„...letztlich ist der Mensch, als Folge oder Krönung der Evolution, nur in der Totalität der Erde begreifbar.“ (Leroi-Gourhan, Hand und Wort, S.22)

Samstag, 13. April 2024

„Die Leere ist das Selbst.“

1. Prolog
2. Atheismus und Humanismus
3. Religion
4. Die Kreismetapher
5. Die Bürde
6. Paradoxe Argumente? ‒ Zur Methode
7. Dualität
8. Die letzte große Umkehr
9. „Selbstentleerung“

Wenn Nishitani im Titel seines Buchs fragt: „Was ist Religion?“ (1986), tritt er als vergleichender Religionsphilosoph auf. Die Vergleichsbasis bilden Christentum und Buddhismus, wobei Nishitani sich selbst dem Buddhismus zuordnet, aber gleichzeitig seine große Sympathie für das Christentum zum Ausdruck bringt. Zur Grundlage seiner Monographie macht er das „religiöse Bedürfnis“, denn das ist, so Nishitani, „der Schlüssel zum Verständnis dessen, was Religion ist“. (Vgl. Nishitani (1986, S.40)

Nishitani befaßt sich mit diesem religiöse Bedürfnis allerdings nicht wissenschaftlich neutral. Anderen, nicht-religiösen Bestimmungen des Mensch-Weltverhältnisses macht er genau diese Abwendung von der Religion zum Vorwurf, indem er z.B. dem Atheismus und dem Humanismus, letzteren sieht er insbesondere in der Person von Jean-Paul Sartre verkörpert, Anmaßung vorwirft:
„Er (der Atheismus ‒ DZ) ist heute in den Rang des Substituts für die Religionen samt ihren Gottheiten erhoben. Er versucht, der menschlichen Existenz einen letzten Grund und dem menschlichen Leben einen Endzweck zu geben, er tritt mit dem Anspruch auf, er allein vertrete den Standpunkt, der dem Menschen wahrhaft adäquat sei. Wir finden dieses kennzeichnende Merkmal im Marxismus und im atheistischen Existenzialismus, für den Sartres Existentialismus als ein Humanismus ein Beispiel ist.“ (Nishitani 1986, S.78)

___

* [AUFGABEN]:
(a) Welche zwei Religionen bilden laut dem Lesetext die Vergleichsbasis in Nishitanis Buch?
(b) Schreiben Sie aus dem Lesetext den Abschnitt zwischen „Nishitani befaßt sich“ und „(Nishitani 1986, S.78)“ einschließlich wortgetreu ab.

[Einträge zur Beschriftung von Objektpositionen]
___

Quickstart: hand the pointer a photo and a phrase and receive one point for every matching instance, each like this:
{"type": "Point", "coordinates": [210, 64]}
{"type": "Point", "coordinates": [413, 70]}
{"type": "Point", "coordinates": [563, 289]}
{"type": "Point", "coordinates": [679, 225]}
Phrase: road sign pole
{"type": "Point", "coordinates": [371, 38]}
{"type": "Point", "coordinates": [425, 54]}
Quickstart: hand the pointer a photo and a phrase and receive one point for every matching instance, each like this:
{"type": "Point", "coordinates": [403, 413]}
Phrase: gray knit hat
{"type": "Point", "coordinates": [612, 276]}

___

* [ANTWORTEN]:
(a) Christentum und Buddhismus.

(b)
Nishitani befaßt sich mit diesem religiöse Bedürfnis allerdings nicht wissenschaftlich neutral. Anderen, nicht-religiösen Bestimmungen des Mensch-Weltverhältnisses macht er genau diese Abwendung von der Religion zum Vorwurf, indem er z.B. dem Atheismus und dem Humanismus, letzteren sieht er insbesondere in der Person von Jean-Paul Sartre verkörpert, Anmaßung vorwirft:
„Er (der Atheismus ‒ DZ) ist heute in den Rang des Substituts für die Religionen samt ihren Gottheiten erhoben. Er versucht, der menschlichen Existenz einen letzten Grund und dem menschlichen Leben einen Endzweck zu geben, er tritt mit dem Anspruch auf, er allein vertrete den Standpunkt, der dem Menschen wahrhaft adäquat sei. Wir finden dieses kennzeichnende Merkmal im Marxismus und im atheistischen Existenzialismus, für den Sartres Existentialismus als ein Humanismus ein Beispiel ist.“ (Nishitani 1986, S.78)